▶ Passage to read

** Begin **

Dan Industry News Release, Water

Groundwater Pumping Causes Subsidence, Damages Water Infrastructure

San Joaquin Valley nasa
New NASA radar satellite maps prepared for the California Department of Water Resources (DWR) show that land continues to sink rapidly in certain areas of the San Joaquin Valley, putting state and federal aqueducts and flood control structures at risk of damage.

“The rates of San Joaquin Valley subsidence documented since 2014 by NASA are troubling and unsustainable,” said DWR Director William Croyle.  “Subsidence has long plagued certain regions of California.  But the current rates jeopardize infrastructure serving millions of people.  Groundwater pumping now puts at risk the very system that brings water to the San Joaquin Valley.  The situation is untenable.”

** End **

▶ Material supplied
** Begin **

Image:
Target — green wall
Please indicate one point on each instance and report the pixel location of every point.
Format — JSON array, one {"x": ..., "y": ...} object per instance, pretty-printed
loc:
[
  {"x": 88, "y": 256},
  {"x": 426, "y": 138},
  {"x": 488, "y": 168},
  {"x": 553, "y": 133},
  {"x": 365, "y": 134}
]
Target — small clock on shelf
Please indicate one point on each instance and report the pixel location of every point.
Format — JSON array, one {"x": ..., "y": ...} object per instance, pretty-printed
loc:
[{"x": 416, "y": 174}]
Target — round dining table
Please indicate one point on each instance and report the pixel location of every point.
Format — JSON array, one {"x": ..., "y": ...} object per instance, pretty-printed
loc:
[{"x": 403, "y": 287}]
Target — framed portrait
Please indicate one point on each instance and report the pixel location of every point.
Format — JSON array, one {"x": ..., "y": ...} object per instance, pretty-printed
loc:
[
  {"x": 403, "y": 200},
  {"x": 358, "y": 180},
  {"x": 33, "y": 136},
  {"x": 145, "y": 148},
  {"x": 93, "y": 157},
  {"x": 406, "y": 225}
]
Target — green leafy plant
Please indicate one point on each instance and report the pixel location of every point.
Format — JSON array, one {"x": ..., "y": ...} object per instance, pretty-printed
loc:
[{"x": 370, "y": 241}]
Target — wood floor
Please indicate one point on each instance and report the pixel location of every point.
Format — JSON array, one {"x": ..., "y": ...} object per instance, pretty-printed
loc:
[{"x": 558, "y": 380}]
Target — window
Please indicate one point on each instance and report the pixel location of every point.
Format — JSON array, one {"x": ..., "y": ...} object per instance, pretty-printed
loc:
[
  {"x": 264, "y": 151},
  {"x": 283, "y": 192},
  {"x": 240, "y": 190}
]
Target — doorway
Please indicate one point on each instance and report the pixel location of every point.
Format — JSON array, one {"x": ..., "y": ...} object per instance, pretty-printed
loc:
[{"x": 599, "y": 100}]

** End **

▶ Given instruction
Can you print, word for word, the part of the subsidence news release from "San Joaquin Valley nasa" to "risk of damage."? The entries stand apart from the news release on San Joaquin Valley subsidence.

▶ Result
San Joaquin Valley nasa
New NASA radar satellite maps prepared for the California Department of Water Resources (DWR) show that land continues to sink rapidly in certain areas of the San Joaquin Valley, putting state and federal aqueducts and flood control structures at risk of damage.